[[ Data for this task open ]]

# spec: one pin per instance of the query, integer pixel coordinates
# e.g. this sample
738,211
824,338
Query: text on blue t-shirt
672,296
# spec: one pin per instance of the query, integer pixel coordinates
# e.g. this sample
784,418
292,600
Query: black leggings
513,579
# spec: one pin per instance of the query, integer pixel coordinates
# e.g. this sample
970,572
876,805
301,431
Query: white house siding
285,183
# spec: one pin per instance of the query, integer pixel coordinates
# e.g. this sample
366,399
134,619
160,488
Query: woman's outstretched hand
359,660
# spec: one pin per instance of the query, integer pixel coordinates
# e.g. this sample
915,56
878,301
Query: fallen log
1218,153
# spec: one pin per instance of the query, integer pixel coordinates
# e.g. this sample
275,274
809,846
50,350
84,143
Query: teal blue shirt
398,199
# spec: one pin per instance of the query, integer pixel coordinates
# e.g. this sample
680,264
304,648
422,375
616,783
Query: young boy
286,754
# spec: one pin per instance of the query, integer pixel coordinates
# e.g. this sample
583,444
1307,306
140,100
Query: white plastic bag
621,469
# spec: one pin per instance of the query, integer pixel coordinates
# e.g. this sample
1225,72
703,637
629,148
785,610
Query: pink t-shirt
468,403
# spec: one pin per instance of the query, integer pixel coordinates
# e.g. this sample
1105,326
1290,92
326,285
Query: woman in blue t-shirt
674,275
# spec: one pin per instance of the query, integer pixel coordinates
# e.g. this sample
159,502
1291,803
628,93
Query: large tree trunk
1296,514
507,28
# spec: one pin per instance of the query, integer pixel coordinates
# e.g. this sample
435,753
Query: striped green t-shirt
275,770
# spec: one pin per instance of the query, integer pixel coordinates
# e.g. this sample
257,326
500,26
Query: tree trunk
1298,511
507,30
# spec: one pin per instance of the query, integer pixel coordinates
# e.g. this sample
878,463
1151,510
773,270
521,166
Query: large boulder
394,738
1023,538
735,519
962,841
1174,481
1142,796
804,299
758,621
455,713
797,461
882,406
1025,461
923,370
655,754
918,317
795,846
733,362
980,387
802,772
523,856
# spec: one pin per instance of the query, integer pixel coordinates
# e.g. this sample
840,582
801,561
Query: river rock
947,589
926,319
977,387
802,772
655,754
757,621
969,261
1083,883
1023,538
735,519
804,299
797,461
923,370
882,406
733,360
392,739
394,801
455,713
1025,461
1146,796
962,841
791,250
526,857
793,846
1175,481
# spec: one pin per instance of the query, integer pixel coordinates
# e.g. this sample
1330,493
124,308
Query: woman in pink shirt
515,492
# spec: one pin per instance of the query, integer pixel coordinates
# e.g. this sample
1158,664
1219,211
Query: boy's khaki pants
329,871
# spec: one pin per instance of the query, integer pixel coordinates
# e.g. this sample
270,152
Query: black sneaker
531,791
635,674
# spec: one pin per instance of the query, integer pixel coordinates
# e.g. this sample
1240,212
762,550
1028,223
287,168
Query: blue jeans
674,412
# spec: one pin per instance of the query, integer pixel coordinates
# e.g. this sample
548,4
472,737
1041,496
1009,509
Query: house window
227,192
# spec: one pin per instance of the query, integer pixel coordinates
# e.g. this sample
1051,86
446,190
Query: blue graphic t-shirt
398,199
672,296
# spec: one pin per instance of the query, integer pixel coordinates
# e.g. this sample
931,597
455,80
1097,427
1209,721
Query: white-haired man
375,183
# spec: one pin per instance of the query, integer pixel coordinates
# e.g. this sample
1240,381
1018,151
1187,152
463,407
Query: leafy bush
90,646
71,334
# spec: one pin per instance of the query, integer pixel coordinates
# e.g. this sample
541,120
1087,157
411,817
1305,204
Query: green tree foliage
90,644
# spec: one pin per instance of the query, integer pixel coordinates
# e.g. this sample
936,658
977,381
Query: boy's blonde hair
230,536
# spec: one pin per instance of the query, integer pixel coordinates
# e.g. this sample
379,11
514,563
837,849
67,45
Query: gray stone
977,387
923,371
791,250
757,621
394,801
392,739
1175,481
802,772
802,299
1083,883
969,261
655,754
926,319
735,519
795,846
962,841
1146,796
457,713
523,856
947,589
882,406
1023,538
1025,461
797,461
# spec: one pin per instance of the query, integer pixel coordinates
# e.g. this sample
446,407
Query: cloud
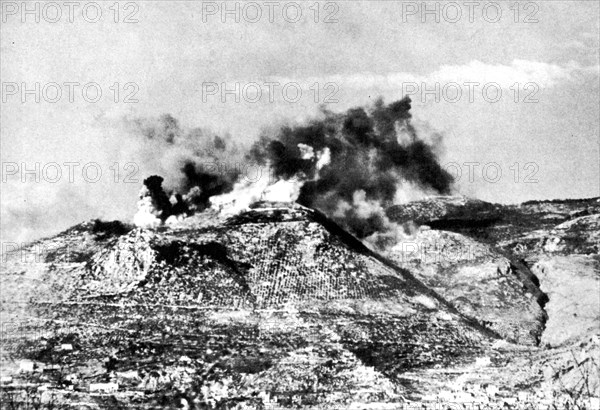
545,75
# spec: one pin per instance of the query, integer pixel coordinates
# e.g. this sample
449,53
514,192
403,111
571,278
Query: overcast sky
541,133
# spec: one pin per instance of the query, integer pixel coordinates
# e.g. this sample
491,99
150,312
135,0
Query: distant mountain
279,306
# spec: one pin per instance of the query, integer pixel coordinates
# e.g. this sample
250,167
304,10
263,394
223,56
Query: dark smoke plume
367,167
352,166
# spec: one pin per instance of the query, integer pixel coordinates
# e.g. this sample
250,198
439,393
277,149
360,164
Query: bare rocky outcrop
280,307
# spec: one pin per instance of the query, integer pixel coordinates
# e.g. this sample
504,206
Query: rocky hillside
278,307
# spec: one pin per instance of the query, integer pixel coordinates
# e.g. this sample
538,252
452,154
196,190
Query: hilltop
279,304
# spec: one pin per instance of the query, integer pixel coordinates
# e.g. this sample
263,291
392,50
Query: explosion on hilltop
351,166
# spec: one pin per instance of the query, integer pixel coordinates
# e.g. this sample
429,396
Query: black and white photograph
300,205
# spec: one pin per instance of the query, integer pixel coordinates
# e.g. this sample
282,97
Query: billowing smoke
351,166
356,164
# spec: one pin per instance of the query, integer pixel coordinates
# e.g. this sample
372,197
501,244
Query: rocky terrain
278,307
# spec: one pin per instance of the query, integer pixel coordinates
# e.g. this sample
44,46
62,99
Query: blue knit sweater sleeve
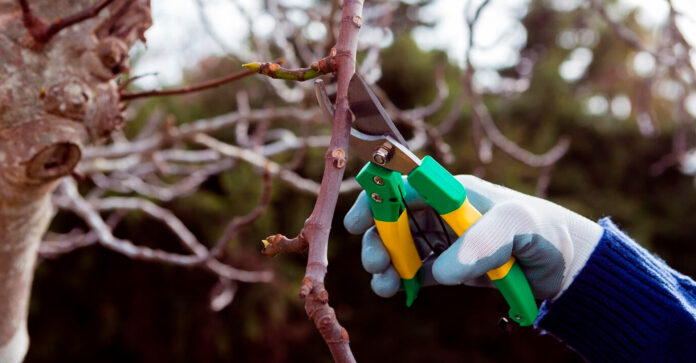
625,305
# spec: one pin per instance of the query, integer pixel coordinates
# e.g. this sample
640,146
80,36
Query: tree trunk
57,93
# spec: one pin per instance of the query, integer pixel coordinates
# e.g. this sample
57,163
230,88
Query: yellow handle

[[ Data for this task closed ]]

Problem statement: Reproduce the whole listing verbatim and keep all pictures out of it.

Result for this task:
# spec: one pin per instance of the query, integer pixel coordinates
# e.g. this sample
738,211
824,338
Query: text on blue t-shirt
672,296
# spec: one pin per instance of the query, integer pixel coordinates
# e.g. this sample
784,418
292,600
Query: black leggings
513,579
# spec: one pin per instance of the query, integer pixel coordinates
# e.g. this sample
970,572
876,805
301,431
Query: white house siding
285,183
# spec: one pin per instance of the query, integer pixel coordinates
# e.g. this sample
366,399
134,619
160,488
Query: woman's outstretched hand
359,660
# spec: one pin per instance of the query, integer pixel coordinates
# e.g. this sample
915,56
878,301
Query: fallen log
1218,153
# spec: one pin per instance of the query, integer pixel coordinates
# e.g. this sample
275,274
809,846
50,350
84,143
Query: teal blue shirt
398,199
# spec: one pin per instance of the query, integer pixel coordinates
# e.g. this sample
680,264
304,648
422,375
616,783
Query: young boy
286,754
# spec: one pin per instance of the query, integer pixel coordinates
# e.g. this sample
583,444
1307,306
140,100
Query: white plastic bag
621,469
# spec: one pin per instance of the query, integer pixel coordinates
# e.g. this sample
1225,72
703,637
629,148
785,610
Query: pink t-shirt
468,403
# spec: one pin per instance of the query, integer pixel coordinates
# e.g. this sample
1105,326
1290,92
326,285
Query: woman in blue t-shirt
674,275
# spec: one pin per instance of the query, integer pixel coordinates
# e.g. this sample
159,502
1291,803
628,93
Query: large tree trunk
1296,514
507,28
# spec: one pin per instance of the query, integer pixel coordinates
# e.g. this sample
435,753
Query: striped green t-shirt
275,770
# spec: one pin per instance of the query, integer pixel coordinates
# e.g. this sample
257,326
500,26
Query: tree trunk
1298,511
507,30
# spec: one pin per instance of the query, integer pixel coordinates
# e.g. this sample
878,463
1151,510
773,270
521,166
Query: large boulder
394,738
1023,538
735,519
962,841
1174,481
1142,796
804,299
758,621
455,713
797,461
882,406
1025,461
923,370
655,754
918,317
795,846
733,362
980,387
802,772
523,856
# spec: one pin per instance of the query, integer pixel coordinates
# e.g. this sample
840,582
801,561
Query: river rock
947,589
926,319
977,387
802,772
655,754
757,621
969,261
1083,883
1023,538
735,519
804,299
797,461
923,370
882,406
733,360
392,739
394,801
455,713
1025,461
1146,796
962,841
791,250
526,857
793,846
1175,481
# spec: one pin per instance of the query, integer pixel coordinates
# e.g. this sample
1330,493
124,308
Query: woman in pink shirt
515,492
# spec: one pin per instance of the query, integer pixel coordinates
# e.g. this sample
1158,664
1219,211
Query: boy's khaki pants
329,871
# spec: one pin per instance of the query, integer pixel coordinates
# e.g. this sample
270,152
Query: black sneaker
531,791
635,674
# spec: one pin per instance of the query, integer pixel coordinates
# e.g. this sample
1240,212
762,550
1028,223
287,168
Query: blue jeans
674,412
# spec: one pin per instance of the query, integer pixel coordinates
# e.g. this sample
548,4
472,737
1041,496
1009,509
Query: house window
227,192
# spec: one pin per instance of the query, integer pixel coordinates
# e.g. this sample
1051,86
446,190
Query: blue graphic t-shirt
398,199
672,296
# spec: one pin per instance of the query, integer pixel coordinates
# e.g. this sample
931,597
455,80
1097,427
1209,721
Query: white-haired man
375,183
# spec: one pin per instance of the query, integer pixel coordinates
# e.g. this sample
1240,381
1018,151
1187,152
463,407
Query: leafy bush
90,646
71,334
# spec: one pin per instance of the query, integer pixel coordinates
# e.g. this sample
541,120
1087,157
411,817
1305,204
Query: green tree foliage
90,644
# spec: one pin per instance of the query, integer pixel coordinates
# e.g. this sample
936,658
977,381
Query: boy's blonde hair
230,536
# spec: one pin per instance of the query, integer pixel coordinates
# e.g. this sample
379,11
514,563
837,849
67,45
Query: gray stone
977,387
923,371
791,250
757,621
394,801
392,739
1175,481
802,772
802,299
1083,883
969,261
655,754
926,319
735,519
795,846
962,841
1146,796
457,713
523,856
947,589
882,406
1023,538
1025,461
797,461
# spec: one pin per instance of the query, integer pixel coordinates
# e.g. this sample
446,407
Query: cloud
545,75
# spec: one pin per instance of the query, integer pixel coordinates
# e.g. this sample
449,53
514,192
403,111
571,278
Query: overcast sky
541,133
# spec: one pin per instance of the query, integer pixel coordinates
# e.g. this sample
491,99
150,312
135,0
Query: distant mountain
279,306
# spec: one pin per instance of the query, integer pixel coordinates
# e.g. this sample
250,167
304,10
263,394
223,56
Query: dark smoke plume
367,167
352,166
# spec: one pin per instance of the query, integer pixel coordinates
# e.g. this sample
250,198
439,393
277,149
360,164
Query: bare rocky outcrop
280,307
# spec: one pin per instance of the query, integer pixel coordinates
# e.g. this sample
504,206
Query: rocky hillside
278,307
# spec: one pin per instance of the query, integer pixel coordinates
# e.g. this sample
538,252
452,154
196,190
Query: hilltop
279,304
# spec: one pin per instance of the query, integer pixel coordinates
# e.g. this sample
263,291
392,50
Query: explosion on hilltop
351,166
# spec: one pin per instance of the query, integer pixel coordinates
# e.g. this sample
429,396
Query: black and white photograph
300,205
# spec: one pin per instance of the query, integer pixel coordinates
# e.g. this sample
282,97
Query: billowing smoke
351,166
356,164
# spec: one pin per instance of the query, integer pixel coordinates
# e.g. this sample
372,197
501,244
Query: rocky terrain
278,307
# spec: one pin per instance of the query, integer pixel coordinates
# e.g. this sample
44,46
62,99
Query: blue knit sweater sleeve
625,305
# spec: one pin per instance of the query, integer pixel coordinates
# e.g. this sample
640,146
80,36
Query: tree trunk
57,93
# spec: one pin per instance of the query, integer pixel coordinates
# e.g. this sample
57,163
230,88
Query: yellow handle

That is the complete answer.